**WORK REQUIRED:** Reproduce verbatim everything from the line containing "Spot the white apartment" down to the end of the records.

***** MATERIAL SUPPLIED

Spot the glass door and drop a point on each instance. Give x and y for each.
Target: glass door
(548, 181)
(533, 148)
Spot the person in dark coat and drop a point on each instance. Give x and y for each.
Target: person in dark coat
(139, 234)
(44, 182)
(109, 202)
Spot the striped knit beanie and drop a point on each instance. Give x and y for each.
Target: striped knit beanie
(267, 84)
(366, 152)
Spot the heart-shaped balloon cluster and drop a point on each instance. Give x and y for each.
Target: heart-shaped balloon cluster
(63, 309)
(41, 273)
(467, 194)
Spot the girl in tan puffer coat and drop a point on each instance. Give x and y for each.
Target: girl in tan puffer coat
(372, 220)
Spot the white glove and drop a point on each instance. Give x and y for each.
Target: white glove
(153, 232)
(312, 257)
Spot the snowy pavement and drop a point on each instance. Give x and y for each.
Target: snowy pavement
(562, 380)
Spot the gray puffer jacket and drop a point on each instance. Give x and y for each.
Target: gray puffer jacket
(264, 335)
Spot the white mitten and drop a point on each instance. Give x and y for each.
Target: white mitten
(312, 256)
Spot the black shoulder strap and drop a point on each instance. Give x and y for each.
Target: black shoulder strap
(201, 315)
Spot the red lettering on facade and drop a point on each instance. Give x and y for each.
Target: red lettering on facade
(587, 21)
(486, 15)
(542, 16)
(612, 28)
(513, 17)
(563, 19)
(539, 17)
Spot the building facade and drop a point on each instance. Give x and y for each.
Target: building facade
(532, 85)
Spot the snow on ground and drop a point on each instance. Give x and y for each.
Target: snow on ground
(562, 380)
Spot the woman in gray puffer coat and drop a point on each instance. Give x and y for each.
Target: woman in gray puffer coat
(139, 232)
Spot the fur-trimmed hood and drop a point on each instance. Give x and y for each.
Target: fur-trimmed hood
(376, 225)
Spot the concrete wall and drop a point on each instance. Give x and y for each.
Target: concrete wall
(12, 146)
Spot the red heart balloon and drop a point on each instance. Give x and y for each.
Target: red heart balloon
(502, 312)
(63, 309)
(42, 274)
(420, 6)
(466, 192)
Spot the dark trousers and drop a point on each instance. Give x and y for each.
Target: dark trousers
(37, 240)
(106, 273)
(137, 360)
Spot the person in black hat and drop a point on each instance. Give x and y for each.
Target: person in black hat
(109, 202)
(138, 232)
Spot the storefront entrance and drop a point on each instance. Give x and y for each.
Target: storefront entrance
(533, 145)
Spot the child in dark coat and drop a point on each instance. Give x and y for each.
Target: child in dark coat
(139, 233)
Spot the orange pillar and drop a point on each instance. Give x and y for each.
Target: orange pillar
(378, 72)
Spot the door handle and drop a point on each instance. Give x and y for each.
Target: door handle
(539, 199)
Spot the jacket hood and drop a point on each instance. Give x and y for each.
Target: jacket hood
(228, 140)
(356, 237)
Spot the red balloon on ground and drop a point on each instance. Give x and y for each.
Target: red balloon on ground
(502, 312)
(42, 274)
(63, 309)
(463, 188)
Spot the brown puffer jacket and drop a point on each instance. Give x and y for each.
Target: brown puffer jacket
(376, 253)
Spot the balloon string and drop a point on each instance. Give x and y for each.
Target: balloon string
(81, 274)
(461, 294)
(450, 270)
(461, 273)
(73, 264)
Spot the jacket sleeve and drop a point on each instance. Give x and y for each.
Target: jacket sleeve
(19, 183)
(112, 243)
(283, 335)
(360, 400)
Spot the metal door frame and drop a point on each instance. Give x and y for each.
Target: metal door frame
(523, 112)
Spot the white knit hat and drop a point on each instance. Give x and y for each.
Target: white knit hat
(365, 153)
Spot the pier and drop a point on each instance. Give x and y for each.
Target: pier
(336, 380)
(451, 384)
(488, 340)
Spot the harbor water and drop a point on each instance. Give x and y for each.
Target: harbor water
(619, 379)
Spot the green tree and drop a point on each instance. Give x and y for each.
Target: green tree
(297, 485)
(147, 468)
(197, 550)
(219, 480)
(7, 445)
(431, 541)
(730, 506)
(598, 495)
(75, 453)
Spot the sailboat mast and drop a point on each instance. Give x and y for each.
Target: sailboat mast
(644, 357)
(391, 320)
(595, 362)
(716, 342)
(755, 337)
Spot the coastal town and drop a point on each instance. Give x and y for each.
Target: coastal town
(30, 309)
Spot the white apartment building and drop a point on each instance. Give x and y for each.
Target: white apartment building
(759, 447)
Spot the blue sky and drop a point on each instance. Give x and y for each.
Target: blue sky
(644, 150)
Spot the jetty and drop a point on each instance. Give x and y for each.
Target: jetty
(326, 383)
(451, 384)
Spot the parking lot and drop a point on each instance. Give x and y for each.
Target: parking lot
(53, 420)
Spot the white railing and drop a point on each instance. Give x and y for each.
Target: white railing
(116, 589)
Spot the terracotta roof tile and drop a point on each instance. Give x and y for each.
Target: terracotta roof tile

**********

**REPLY TO THE EXERCISE:**
Spot the white apartment building and drop a point on each instance. Give x and y for each.
Target: white apartment building
(759, 447)
Spot the blue sky and drop a point on each instance. Give x and y for each.
Target: blue sky
(644, 150)
Spot the jetty and drop a point on each instance. Give x and y for each.
Target: jetty
(326, 383)
(451, 384)
Spot the parking lot and drop a point on each instance. Give x and y for each.
Target: parking lot
(53, 420)
Spot the white railing and drop a point on each instance. Give x and y for each.
Target: white railing
(116, 589)
Spot the terracotta roof tile and drop a point on each instance. Give x and y for each.
Target: terracotta roof tile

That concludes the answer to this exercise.